Page text »
— START —

The unpragmatic agenda

I doubt whether it is possible for there to be a fully genuine “traditionalist” (Catholic or any other kind), at least within a radius of several thousand miles of the High Doganate. This is because, in a myriad of ways, modern conditions have uprooted all genuine traditions. Or at least, believes itself to have done.

Glimpses I have had of what a tradition might look like — mostly decades ago, in or near childhood, and mostly in distant countries such as England or Siam. But they were glimpses of an almost religious nature, as the pilgrim might have glimpses of Heaven, though it remains not of this world. We can however demonstrate that a traditional life has existed here and there on Earth; arguably, once, almost everywhere.

— END —

Records for this exercise »

— START —

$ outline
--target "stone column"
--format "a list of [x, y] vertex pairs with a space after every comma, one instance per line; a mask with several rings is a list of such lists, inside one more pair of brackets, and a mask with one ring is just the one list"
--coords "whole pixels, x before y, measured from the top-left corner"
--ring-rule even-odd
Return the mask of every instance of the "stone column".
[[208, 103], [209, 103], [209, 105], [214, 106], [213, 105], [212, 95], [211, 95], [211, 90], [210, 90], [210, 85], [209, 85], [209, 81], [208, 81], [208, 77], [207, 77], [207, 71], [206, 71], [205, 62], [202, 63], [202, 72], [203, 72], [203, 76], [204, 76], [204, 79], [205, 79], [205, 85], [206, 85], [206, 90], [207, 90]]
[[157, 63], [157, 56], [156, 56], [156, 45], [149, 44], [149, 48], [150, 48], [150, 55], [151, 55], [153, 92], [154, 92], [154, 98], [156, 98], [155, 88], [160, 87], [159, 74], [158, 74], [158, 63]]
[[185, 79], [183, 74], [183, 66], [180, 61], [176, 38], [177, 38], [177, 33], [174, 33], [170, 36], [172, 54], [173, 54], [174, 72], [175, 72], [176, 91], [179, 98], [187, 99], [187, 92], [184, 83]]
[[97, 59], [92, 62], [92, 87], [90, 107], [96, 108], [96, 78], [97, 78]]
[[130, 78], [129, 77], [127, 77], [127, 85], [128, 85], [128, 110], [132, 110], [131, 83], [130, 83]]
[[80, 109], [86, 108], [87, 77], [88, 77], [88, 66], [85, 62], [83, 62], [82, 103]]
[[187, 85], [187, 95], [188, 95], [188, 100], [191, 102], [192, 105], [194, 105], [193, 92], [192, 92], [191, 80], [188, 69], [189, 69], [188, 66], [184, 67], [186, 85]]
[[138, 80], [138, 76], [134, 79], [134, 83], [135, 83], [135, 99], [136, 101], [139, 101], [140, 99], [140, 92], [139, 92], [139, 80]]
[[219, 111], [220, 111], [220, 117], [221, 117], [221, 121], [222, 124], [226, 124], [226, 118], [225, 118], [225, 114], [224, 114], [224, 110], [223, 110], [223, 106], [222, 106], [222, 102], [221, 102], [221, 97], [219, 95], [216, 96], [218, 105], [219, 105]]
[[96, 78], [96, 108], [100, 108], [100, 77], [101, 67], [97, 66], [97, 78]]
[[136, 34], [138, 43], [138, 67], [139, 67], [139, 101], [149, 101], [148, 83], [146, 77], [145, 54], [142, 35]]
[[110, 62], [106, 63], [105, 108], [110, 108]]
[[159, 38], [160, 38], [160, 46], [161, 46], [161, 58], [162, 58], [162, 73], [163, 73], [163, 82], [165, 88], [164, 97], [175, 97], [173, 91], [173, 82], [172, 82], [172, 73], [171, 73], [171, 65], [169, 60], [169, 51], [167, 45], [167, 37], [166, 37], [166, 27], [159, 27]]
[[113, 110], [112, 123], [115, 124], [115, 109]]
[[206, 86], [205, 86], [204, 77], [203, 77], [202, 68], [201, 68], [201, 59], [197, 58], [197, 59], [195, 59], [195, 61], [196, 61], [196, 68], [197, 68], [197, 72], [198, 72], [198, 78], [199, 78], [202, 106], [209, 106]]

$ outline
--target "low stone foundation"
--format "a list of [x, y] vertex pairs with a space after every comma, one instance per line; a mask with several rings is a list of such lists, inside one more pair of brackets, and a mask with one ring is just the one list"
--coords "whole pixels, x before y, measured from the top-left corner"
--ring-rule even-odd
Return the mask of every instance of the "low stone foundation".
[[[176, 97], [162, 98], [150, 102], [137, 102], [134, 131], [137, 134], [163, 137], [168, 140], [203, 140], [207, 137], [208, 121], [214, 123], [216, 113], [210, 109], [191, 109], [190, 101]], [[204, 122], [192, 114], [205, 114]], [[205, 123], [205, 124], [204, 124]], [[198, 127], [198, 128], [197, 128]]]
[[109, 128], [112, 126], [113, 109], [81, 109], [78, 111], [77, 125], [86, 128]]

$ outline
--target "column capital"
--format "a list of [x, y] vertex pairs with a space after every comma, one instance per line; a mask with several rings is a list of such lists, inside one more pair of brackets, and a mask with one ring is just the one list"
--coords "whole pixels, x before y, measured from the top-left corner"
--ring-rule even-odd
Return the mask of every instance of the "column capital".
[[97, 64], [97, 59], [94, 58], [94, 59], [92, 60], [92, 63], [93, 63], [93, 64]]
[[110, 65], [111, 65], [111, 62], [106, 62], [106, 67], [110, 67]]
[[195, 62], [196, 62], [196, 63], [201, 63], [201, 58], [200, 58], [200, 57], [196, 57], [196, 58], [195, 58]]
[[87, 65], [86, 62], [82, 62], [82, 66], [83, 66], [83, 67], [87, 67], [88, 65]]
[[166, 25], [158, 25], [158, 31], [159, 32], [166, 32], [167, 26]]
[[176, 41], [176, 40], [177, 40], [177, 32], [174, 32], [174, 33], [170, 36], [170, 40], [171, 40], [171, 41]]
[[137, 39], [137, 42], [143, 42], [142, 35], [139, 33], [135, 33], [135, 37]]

— END —

Tasks »
1) Rewrite the page text from the words "I doubt whether" through the words "once, almost everywhere.", replacing "pilgrim" with "wanderer".
2) Format the entries from their start through the line that contains "67], [186, 85]]" as a two-column CSV with the headers "text" and "answer". Give one row per entry, put each field in quotes, and turn line breaks into spaces.
The page text and the entries are independent of each other.

Final answers »
1)
I doubt whether it is possible for there to be a fully genuine “traditionalist” (Catholic or any other kind), at least within a radius of several thousand miles of the High Doganate. This is because, in a myriad of ways, modern conditions have uprooted all genuine traditions. Or at least, believes itself to have done.

Glimpses I have had of what a tradition might look like — mostly decades ago, in or near childhood, and mostly in distant countries such as England or Siam. But they were glimpses of an almost religious nature, as the wanderer might have glimpses of Heaven, though it remains not of this world. We can however demonstrate that a traditional life has existed here and there on Earth; arguably, once, almost everywhere.

2)
text,answer
"$ outline --target ""stone column"" --format ""a list of [x, y] vertex pairs with a space after every comma, one instance per line; a mask with several rings is a list of such lists, inside one more pair of brackets, and a mask with one ring is just the one list"" --coords ""whole pixels, x before y, measured from the top-left corner"" --ring-rule even-odd Return the mask of every instance of the ""stone column"".","[[208, 103], [209, 103], [209, 105], [214, 106], [213, 105], [212, 95], [211, 95], [211, 90], [210, 90], [210, 85], [209, 85], [209, 81], [208, 81], [208, 77], [207, 77], [207, 71], [206, 71], [205, 62], [202, 63], [202, 72], [203, 72], [203, 76], [204, 76], [204, 79], [205, 79], [205, 85], [206, 85], [206, 90], [207, 90]] [[157, 63], [157, 56], [156, 56], [156, 45], [149, 44], [149, 48], [150, 48], [150, 55], [151, 55], [153, 92], [154, 92], [154, 98], [156, 98], [155, 88], [160, 87], [159, 74], [158, 74], [158, 63]] [[185, 79], [183, 74], [183, 66], [180, 61], [176, 38], [177, 38], [177, 33], [174, 33], [170, 36], [172, 54], [173, 54], [174, 72], [175, 72], [176, 91], [179, 98], [187, 99], [187, 92], [184, 83]] [[97, 59], [92, 62], [92, 87], [90, 107], [96, 108], [96, 78], [97, 78]] [[130, 78], [129, 77], [127, 77], [127, 85], [128, 85], [128, 110], [132, 110], [131, 83], [130, 83]] [[80, 109], [86, 108], [87, 77], [88, 77], [88, 66], [85, 62], [83, 62], [82, 103]] [[187, 85], [187, 95], [188, 95], [188, 100], [191, 102], [192, 105], [194, 105], [193, 92], [192, 92], [191, 80], [188, 69], [189, 69], [188, 66], [184, 67], [186, 85]]"